▶ [Set exercise]:
Using the passage on listening to God's Word, explain why it says reading the Bible out loud is beneficial.

▶ [Source passage]:

## start

I think the ESV and KJV are better translations, after all, these are the words of God, the Word of God, and the Hebrew clearly says, “listen with your ears.” The more we read the expressions and cadence of another language, even in translation when that language is translated to reflect its cadence and expressions, the more familiar and natural that language and way of expression and thinking become; it is not as if the NASB is written for a person with an elementary school reading level.

 

So while we are indeed to listen closely, perhaps God is also saying, “I’ve given you two ears, use them, think about why I gave them to you and use them.” Or perhaps He is telling Ezekiel to be careful to use them to hear what He is speaking. Am I being careful today to use my ears to hear God’s Word, or are news channels more important? Are sports media more important? Economics? Politics? International affairs? Even my favorite preacher or teacher; that is, am I building three tabernacles, one for Moses, one for Elijah, and one for Jesus?

 

Am I listening with my ears to God’s Word? This is one benefit of reading the Bible out loud, so that we may “hear” with our ears which in turn helps us see with our mind and heart, it helps us take what we hear into our heart.

 

I wonder if I have taken “all” of His words into my heart? And if not, why not?

 

I wonder how closely I have listened? Have I been using both of my ears, have they been attuned to His Word, or has my hearing been diminished? Have I allowed other voices, other sounds, to drown His Word, distort His Word, fragment His Word?

## end

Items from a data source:
## start

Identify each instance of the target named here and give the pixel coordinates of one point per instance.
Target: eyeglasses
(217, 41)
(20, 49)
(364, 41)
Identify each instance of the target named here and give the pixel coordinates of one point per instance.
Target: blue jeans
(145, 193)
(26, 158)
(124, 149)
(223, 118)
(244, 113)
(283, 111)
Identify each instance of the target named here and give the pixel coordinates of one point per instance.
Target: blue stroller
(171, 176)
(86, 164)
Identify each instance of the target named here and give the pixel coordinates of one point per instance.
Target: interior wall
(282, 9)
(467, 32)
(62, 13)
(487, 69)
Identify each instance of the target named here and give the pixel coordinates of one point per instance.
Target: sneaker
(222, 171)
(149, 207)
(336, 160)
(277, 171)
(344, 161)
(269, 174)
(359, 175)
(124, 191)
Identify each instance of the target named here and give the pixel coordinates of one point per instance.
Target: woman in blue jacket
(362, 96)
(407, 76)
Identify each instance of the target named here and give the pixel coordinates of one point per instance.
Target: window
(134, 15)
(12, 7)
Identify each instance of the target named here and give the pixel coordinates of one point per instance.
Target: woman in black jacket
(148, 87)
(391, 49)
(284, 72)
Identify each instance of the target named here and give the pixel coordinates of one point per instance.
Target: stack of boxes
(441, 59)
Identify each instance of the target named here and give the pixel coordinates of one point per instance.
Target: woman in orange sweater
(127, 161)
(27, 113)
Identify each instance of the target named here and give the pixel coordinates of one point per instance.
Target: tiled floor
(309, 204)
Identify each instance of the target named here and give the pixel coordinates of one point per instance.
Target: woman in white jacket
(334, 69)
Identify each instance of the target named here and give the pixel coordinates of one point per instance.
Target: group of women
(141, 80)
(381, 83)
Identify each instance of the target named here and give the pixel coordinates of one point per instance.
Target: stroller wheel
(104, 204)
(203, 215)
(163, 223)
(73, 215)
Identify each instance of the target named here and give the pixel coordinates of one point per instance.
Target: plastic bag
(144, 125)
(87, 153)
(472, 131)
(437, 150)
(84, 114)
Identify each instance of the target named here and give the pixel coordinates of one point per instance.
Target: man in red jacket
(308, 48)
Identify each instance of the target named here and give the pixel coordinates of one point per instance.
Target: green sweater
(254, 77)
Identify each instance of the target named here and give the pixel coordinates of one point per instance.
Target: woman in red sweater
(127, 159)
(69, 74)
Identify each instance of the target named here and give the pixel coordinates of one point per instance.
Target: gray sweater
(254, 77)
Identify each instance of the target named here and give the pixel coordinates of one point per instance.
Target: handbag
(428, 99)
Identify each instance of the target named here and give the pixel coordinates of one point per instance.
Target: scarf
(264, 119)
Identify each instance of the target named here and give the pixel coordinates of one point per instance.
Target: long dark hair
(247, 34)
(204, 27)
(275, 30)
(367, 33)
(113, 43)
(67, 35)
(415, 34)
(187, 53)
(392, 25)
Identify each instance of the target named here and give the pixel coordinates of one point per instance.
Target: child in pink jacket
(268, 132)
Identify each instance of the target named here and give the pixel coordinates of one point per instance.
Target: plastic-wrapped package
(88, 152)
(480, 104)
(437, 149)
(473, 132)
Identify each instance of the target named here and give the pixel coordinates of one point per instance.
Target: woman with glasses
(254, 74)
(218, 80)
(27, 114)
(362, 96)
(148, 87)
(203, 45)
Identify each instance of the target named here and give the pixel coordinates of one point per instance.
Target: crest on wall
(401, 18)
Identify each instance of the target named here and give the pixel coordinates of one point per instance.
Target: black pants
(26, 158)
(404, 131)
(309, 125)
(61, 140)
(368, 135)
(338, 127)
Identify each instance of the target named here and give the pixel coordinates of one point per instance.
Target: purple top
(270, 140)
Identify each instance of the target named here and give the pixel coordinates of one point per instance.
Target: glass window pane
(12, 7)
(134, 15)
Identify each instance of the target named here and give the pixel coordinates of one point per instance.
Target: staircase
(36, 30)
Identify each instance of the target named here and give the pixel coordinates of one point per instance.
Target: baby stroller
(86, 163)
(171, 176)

## end

▶ [Answer below]:
Reading the Bible out loud lets us "hear" it with our ears. That hearing in turn helps us see with our mind and heart and take what we hear into our heart.